▶ PROBLEM TO SOLVE: Search the listing below for the word "white" and copy each line where it appears.

▶ RECORDS PROVIDED:

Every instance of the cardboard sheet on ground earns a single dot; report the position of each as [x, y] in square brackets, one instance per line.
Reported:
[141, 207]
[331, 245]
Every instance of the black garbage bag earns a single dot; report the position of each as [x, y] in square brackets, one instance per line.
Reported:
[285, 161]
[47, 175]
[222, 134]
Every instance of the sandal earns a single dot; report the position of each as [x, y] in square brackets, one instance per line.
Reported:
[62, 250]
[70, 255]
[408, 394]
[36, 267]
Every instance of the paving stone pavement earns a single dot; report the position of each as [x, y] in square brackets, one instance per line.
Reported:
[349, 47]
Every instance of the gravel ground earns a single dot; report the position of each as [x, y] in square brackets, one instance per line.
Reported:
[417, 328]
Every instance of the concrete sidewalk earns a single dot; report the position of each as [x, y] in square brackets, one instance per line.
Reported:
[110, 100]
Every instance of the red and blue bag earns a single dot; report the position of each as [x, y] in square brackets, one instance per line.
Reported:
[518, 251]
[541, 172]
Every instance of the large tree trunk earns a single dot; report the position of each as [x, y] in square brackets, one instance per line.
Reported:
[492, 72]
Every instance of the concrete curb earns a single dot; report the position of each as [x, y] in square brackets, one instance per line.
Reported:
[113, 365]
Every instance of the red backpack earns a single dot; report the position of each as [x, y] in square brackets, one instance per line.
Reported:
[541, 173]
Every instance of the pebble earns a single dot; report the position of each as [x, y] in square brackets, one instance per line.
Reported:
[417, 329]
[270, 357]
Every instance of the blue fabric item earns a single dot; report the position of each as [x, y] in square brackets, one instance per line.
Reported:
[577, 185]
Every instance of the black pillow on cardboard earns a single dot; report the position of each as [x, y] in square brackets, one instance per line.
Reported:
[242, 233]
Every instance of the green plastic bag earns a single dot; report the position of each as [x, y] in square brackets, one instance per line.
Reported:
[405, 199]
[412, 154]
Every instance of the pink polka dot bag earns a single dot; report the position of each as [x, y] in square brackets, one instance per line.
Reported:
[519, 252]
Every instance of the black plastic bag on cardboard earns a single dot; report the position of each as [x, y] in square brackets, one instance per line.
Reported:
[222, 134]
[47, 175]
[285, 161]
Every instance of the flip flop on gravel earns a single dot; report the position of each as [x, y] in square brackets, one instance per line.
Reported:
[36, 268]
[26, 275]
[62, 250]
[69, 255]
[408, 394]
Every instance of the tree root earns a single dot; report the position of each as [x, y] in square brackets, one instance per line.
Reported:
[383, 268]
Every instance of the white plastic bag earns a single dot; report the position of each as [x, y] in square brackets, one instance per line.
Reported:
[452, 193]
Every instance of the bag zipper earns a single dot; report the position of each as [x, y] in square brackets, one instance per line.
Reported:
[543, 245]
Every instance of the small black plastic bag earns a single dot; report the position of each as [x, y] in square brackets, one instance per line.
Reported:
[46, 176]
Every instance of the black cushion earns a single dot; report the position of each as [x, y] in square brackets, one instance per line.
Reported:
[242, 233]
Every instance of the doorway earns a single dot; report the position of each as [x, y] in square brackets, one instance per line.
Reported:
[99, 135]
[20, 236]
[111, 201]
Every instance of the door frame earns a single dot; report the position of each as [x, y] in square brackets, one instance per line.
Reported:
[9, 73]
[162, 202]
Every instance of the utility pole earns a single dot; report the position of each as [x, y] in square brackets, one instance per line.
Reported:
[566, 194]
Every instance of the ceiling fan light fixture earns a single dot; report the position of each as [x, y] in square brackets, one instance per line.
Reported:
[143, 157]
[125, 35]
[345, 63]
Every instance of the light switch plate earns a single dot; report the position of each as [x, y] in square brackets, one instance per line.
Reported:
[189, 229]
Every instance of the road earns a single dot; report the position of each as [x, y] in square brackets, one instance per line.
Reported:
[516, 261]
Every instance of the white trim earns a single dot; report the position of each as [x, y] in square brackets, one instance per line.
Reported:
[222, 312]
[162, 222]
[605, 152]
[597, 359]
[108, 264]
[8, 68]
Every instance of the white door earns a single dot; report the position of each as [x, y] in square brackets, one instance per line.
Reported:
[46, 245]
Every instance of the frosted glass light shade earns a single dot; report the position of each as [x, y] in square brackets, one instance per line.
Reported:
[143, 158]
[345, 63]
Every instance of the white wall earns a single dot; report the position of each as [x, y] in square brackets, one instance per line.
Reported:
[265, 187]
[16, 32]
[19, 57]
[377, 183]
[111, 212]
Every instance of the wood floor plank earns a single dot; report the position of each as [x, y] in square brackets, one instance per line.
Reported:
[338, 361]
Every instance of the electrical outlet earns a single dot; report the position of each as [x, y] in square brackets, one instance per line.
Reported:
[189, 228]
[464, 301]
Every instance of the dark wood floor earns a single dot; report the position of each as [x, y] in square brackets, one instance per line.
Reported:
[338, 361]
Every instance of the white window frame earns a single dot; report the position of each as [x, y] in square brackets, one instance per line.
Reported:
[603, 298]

▶ YOUR RESPONSE:
Every instance of the white plastic bag earns a single dot; report the position of each as [x, y] in square brackets, one instance per line.
Every instance of the white trim earns a single dot; report the position of each as [x, y] in square brackets, one instance per line.
Every instance of the white door earns a single dot; report the position of each as [x, y] in square brackets, one instance per line.
Every instance of the white wall earns a single dot; report the position of each as [x, y] in square brackets, one instance per line.
Every instance of the white window frame earns a single dot; report the position of each as [x, y] in square brackets, one instance per line.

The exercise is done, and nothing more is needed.